• WHAT YOU WILL DO:
Reproduce the entries below, from the line containing "Flag the plant stalk in this screenshot." through the line containing "[82,23,329,215]", with both of those lines included.

++++

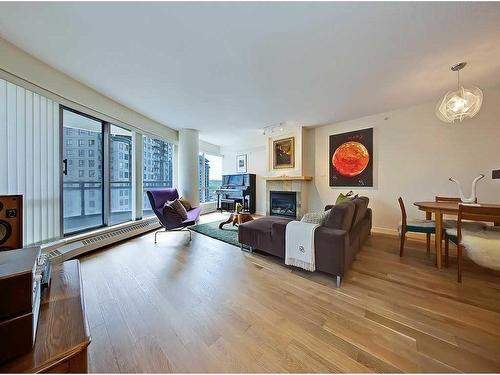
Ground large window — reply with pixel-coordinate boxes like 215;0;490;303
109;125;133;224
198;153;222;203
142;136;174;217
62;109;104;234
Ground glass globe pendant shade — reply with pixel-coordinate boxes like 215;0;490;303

++++

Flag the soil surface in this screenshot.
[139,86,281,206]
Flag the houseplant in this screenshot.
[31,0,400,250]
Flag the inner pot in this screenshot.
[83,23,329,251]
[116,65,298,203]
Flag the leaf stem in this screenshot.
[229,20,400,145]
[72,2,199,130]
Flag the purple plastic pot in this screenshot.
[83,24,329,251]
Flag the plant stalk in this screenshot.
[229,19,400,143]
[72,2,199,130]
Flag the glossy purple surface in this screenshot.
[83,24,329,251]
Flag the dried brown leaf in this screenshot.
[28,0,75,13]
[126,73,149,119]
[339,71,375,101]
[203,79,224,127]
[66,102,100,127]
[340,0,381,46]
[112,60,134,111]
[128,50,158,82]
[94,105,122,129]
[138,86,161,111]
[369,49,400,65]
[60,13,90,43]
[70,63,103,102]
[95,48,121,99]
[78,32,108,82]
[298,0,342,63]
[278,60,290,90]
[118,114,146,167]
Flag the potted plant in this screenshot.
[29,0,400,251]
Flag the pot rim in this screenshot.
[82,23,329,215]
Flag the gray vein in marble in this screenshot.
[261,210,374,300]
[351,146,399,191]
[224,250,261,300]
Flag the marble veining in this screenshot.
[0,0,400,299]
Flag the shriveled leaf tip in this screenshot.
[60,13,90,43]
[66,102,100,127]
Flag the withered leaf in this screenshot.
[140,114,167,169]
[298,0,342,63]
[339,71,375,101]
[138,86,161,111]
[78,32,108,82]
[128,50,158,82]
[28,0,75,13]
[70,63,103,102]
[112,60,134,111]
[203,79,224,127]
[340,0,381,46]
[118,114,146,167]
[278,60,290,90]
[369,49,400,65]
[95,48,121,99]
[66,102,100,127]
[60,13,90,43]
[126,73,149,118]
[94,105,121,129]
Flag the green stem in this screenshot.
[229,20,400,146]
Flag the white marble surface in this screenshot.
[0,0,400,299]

++++

• RESULT OF THIS TASK:
Flag the plant stalk in this screenshot.
[229,19,400,143]
[72,2,199,130]
Flag the glossy purple surface in this screenshot.
[83,24,329,251]
Flag the dried brown leaf in this screenshot.
[28,0,75,13]
[126,73,149,119]
[339,71,375,101]
[203,79,224,127]
[66,102,100,127]
[340,0,381,46]
[112,60,134,111]
[128,50,158,82]
[94,105,122,129]
[138,86,161,111]
[369,49,400,65]
[60,13,90,43]
[70,63,103,102]
[95,48,121,99]
[78,32,108,82]
[298,0,342,63]
[278,60,290,90]
[118,114,146,167]
Flag the potted plant in this screenshot.
[29,0,400,251]
Flag the pot rim in this screenshot.
[82,23,329,215]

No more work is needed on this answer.